Extracted records
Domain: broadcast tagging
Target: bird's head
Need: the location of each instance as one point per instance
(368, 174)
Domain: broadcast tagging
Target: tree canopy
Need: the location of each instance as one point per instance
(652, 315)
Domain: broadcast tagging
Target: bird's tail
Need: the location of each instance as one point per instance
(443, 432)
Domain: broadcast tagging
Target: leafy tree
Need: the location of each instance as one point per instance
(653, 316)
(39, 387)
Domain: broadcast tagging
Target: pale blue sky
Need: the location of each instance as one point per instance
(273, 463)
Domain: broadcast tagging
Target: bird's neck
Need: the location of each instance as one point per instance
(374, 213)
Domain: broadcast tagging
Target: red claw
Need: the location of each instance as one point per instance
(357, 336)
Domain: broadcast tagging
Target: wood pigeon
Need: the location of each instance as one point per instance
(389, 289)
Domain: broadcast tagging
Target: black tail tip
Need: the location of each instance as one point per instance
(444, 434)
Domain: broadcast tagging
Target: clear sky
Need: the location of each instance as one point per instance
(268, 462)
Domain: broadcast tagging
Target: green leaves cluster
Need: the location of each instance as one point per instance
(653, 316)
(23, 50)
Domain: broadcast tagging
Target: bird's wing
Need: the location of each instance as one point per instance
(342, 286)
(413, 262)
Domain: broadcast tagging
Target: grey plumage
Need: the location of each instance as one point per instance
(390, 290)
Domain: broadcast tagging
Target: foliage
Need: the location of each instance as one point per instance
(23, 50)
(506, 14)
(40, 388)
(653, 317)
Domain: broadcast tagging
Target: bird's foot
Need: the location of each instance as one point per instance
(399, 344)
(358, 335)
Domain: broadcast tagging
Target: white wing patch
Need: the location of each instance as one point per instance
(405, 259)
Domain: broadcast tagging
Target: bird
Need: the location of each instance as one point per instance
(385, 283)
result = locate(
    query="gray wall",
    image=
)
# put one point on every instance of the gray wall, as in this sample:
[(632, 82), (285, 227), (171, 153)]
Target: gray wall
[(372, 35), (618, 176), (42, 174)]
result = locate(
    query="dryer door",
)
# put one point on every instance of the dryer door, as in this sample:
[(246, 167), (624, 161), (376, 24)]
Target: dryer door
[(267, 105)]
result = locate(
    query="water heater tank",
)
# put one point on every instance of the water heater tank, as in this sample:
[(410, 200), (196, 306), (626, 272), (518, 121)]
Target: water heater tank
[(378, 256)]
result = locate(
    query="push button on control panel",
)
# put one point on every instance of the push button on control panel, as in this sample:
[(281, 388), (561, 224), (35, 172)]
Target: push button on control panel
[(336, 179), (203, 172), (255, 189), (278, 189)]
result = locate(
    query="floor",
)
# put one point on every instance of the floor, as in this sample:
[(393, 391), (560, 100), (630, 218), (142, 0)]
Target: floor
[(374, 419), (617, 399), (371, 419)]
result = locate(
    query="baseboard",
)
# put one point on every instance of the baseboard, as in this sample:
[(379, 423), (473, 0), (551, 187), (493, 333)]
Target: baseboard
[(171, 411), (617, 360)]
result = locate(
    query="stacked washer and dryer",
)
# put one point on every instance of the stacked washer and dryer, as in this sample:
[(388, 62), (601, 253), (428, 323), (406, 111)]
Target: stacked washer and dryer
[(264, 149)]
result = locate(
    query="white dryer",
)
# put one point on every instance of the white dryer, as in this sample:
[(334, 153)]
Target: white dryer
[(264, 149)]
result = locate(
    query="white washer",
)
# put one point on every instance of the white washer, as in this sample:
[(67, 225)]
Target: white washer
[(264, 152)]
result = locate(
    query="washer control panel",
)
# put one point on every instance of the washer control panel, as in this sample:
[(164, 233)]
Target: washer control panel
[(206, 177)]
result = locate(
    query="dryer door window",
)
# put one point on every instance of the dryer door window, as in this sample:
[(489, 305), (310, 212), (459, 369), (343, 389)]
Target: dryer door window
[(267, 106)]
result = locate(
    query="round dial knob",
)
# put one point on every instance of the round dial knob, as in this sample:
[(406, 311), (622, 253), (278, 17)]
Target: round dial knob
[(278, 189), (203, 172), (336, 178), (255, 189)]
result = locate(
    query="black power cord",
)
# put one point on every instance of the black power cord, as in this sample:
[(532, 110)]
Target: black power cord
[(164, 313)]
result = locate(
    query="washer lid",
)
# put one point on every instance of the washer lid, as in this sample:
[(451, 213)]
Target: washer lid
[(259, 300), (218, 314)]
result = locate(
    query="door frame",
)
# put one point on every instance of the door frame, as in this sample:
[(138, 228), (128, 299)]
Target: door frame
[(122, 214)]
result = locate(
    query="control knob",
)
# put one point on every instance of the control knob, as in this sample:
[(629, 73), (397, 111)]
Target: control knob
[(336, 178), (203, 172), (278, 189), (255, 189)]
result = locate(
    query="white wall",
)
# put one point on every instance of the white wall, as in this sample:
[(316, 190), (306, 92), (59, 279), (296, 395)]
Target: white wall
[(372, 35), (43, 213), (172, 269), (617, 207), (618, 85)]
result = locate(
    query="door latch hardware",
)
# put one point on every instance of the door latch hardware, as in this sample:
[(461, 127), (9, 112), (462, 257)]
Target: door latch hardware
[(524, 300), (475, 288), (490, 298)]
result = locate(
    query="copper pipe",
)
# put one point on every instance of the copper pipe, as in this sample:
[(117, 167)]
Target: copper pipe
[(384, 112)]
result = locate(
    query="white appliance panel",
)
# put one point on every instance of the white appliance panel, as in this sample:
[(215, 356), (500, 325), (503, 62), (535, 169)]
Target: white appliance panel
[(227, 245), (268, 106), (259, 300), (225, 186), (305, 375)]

- _TASK GOAL_
Which lines above include the word "tail"? Show each one.

- _ANSWER SPACE_
Target: bird's tail
Target: black tail tip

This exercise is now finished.